> [Work to complete]:
Lay out all of the material below as a numbered list, leaving out any blank lines.

> [Listing]:
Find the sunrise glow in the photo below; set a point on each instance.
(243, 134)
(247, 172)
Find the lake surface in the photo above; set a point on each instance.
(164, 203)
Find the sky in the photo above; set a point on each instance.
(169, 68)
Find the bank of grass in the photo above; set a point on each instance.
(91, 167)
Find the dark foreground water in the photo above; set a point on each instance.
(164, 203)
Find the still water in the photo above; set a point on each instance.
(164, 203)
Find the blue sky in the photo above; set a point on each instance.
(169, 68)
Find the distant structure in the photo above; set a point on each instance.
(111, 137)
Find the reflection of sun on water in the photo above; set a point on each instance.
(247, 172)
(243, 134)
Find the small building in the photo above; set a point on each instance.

> [Exercise answer]:
1. Find the sunrise glow in the photo below; set a point on each instance.
2. (243, 134)
3. (247, 172)
4. Find the lake surface in the photo above; set a point on each instance.
5. (164, 203)
6. Find the sky in the photo above; set a point on each instance.
7. (169, 68)
8. Find the bank of grass in the photo above; set a point on each instance.
9. (91, 167)
10. Find the dark foreground water in the photo above; set a point on each instance.
11. (164, 203)
12. Find the still water in the photo above; set a point on each instance.
13. (164, 203)
14. Find the blue sky in the photo above; set a point on each instance.
15. (169, 68)
16. Find the distant structure in the photo above; set a point on each instance.
17. (111, 137)
18. Find the reflection of sun on water in the photo above; set a point on each instance.
19. (247, 172)
20. (243, 134)
21. Find the small building in the photo above; set a point on each instance.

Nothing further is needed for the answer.